__TÂCHE COURTE__.
Repérez parmi les lignes ci-dessous toutes celles qui contiennent le mot « grass », puis recopiez-les. La casse compte.

__DONNÉES AFFICHÉES__.
*****

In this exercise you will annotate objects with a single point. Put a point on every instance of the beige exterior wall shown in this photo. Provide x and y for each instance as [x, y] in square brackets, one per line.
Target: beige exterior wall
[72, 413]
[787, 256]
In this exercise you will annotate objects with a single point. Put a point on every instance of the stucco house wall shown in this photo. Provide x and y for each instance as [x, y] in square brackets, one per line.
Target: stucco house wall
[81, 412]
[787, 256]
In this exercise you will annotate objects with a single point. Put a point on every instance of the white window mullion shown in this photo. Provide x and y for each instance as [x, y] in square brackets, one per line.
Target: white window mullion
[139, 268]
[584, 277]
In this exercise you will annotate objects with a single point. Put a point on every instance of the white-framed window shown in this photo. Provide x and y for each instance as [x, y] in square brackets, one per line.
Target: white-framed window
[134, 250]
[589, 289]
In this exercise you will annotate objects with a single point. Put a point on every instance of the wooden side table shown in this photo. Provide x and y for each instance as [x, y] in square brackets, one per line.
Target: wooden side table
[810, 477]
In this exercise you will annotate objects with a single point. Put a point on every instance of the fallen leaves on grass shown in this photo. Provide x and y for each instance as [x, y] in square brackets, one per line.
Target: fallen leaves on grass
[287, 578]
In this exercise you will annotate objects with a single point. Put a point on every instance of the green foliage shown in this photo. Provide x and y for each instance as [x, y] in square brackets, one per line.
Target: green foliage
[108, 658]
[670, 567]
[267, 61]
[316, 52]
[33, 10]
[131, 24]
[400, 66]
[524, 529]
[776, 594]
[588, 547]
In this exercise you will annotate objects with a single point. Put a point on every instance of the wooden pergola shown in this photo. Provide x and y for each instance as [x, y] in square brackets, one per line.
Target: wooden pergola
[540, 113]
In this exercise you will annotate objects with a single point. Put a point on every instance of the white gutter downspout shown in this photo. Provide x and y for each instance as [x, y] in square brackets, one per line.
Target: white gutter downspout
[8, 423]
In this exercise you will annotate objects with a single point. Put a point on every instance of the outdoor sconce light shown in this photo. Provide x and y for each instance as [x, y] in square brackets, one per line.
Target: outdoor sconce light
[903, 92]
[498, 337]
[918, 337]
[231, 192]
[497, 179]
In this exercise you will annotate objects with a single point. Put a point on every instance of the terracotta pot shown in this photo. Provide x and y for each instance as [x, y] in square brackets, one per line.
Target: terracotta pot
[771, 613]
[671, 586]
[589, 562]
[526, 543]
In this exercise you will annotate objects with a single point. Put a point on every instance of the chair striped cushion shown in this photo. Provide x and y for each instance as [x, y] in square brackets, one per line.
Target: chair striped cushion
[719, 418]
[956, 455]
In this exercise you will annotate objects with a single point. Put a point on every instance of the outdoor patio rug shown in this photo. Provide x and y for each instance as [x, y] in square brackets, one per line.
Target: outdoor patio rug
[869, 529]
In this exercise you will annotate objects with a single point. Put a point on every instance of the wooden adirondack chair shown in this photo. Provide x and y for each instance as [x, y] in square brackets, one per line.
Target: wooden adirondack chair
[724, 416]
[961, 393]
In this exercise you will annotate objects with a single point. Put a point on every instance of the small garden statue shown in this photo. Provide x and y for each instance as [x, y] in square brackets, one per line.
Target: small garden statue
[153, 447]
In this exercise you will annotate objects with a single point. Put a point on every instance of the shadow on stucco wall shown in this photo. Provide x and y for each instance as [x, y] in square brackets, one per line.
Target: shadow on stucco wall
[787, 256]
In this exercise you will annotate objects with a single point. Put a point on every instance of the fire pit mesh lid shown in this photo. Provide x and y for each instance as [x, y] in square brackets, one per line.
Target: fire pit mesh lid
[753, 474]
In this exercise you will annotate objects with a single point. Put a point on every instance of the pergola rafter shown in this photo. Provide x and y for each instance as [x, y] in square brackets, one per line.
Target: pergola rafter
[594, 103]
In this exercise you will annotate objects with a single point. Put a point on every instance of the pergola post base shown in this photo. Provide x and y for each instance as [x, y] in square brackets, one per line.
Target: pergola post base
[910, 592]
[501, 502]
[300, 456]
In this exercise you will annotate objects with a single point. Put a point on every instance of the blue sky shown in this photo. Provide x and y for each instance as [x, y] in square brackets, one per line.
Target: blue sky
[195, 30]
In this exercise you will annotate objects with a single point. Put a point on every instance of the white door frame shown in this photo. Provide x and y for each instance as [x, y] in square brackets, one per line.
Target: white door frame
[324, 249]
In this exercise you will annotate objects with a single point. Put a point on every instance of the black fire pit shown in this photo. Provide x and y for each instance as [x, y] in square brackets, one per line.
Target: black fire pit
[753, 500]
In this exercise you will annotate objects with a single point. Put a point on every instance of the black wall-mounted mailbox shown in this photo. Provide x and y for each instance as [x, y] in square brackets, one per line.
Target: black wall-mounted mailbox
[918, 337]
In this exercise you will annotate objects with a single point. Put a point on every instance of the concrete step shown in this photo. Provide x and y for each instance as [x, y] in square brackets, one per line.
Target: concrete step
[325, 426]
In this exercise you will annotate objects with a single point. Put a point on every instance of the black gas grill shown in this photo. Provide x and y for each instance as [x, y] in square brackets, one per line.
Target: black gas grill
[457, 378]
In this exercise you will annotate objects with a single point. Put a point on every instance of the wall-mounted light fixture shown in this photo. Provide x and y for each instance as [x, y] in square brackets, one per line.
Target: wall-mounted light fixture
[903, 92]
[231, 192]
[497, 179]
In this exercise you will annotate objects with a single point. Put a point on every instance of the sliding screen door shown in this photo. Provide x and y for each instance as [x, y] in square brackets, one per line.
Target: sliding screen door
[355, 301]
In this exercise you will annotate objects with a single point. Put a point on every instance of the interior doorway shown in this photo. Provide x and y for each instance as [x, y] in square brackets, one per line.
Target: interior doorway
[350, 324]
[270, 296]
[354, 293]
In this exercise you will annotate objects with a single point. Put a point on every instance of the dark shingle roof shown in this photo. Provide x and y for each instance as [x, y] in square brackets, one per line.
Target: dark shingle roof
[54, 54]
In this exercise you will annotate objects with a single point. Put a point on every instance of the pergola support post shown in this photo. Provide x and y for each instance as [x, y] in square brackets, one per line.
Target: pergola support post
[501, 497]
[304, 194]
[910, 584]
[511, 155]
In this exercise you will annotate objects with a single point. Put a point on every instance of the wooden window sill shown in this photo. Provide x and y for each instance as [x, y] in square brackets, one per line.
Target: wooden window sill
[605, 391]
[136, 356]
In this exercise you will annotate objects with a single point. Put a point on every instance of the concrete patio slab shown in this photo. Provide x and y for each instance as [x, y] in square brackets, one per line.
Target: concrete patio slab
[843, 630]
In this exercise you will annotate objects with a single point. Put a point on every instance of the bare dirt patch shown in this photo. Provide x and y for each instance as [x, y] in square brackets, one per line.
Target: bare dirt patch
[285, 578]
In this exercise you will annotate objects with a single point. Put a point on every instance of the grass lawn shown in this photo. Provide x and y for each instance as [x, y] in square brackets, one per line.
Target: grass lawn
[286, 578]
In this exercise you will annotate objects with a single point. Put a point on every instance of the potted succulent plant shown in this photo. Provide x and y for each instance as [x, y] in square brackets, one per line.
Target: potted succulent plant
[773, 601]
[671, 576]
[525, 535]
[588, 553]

*****

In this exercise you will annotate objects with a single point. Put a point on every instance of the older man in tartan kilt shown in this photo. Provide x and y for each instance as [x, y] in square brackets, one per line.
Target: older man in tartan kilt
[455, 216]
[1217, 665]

*****

__RÉSULTAT OBTENU__.
In this exercise you will annotate objects with a single point. Put a point on every instance of the fallen leaves on grass shown in this photo. Provide x and y for each instance as [x, y] in square brackets, one per line.
Target: fallen leaves on grass
In this exercise you will annotate objects with a single point. Put a point on every instance of the grass lawn shown in this photo. Provide x and y for each instance as [x, y] in square brackets, one per line.
Target: grass lawn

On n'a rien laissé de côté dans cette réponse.